TASK GOAL -> Which lines of the data contain the string "grass"? Show each of them.

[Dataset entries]
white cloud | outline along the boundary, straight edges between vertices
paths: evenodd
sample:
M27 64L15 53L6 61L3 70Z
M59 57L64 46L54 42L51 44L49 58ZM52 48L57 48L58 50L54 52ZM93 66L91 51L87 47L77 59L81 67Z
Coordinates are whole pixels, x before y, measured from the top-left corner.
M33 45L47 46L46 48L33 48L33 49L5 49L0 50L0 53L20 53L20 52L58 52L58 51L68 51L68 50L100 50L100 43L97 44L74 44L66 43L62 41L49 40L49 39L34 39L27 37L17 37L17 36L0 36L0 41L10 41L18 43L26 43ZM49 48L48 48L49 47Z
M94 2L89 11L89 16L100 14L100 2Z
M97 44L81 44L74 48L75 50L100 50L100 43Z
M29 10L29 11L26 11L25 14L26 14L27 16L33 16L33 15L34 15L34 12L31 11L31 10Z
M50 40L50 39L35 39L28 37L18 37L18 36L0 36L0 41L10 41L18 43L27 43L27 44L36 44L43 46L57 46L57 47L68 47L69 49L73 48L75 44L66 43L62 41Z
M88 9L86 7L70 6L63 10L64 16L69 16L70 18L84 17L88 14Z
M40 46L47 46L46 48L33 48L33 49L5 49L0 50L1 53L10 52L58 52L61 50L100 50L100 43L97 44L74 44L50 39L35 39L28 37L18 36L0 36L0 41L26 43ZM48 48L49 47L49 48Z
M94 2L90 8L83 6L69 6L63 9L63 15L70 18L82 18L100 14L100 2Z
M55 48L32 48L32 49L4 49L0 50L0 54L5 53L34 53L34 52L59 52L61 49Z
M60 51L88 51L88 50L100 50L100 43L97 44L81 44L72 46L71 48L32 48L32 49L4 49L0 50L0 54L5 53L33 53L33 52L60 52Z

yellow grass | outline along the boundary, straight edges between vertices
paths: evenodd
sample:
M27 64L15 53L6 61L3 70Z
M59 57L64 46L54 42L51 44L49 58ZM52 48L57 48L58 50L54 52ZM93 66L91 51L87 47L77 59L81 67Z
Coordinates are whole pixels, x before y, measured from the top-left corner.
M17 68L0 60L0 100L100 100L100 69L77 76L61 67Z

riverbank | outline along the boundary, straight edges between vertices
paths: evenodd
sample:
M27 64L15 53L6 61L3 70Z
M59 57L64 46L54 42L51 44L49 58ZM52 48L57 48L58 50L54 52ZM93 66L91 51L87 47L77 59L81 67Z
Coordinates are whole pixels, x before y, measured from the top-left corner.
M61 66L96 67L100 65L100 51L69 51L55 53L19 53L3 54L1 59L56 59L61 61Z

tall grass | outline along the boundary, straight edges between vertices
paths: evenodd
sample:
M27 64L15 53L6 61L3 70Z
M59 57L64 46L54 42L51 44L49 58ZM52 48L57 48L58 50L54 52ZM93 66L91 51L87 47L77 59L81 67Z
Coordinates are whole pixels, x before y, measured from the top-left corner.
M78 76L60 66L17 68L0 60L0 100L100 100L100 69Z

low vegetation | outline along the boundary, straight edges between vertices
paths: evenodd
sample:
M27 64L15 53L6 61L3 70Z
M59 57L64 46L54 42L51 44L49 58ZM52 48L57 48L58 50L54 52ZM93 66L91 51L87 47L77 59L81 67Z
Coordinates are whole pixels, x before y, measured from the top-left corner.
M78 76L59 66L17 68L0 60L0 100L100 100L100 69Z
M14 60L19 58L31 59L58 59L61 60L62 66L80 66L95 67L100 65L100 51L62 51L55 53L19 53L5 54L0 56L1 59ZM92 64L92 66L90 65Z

EXERCISE OUTPUT ->
yellow grass | outline along the boundary, straight edges between vertices
tall grass | outline along the boundary, straight edges between vertices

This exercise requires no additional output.